Stored data:

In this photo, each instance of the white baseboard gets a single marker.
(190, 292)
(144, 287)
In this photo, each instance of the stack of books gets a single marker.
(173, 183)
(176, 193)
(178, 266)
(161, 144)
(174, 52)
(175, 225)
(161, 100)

Problem to work on:
No line before the one with "In this photo, each instance of the stack" belongs in the answer; copy that line and the rest of the records exactly.

Exercise result:
In this photo, each instance of the stack of books gets a single marker.
(173, 183)
(176, 193)
(178, 266)
(161, 144)
(174, 52)
(175, 225)
(161, 100)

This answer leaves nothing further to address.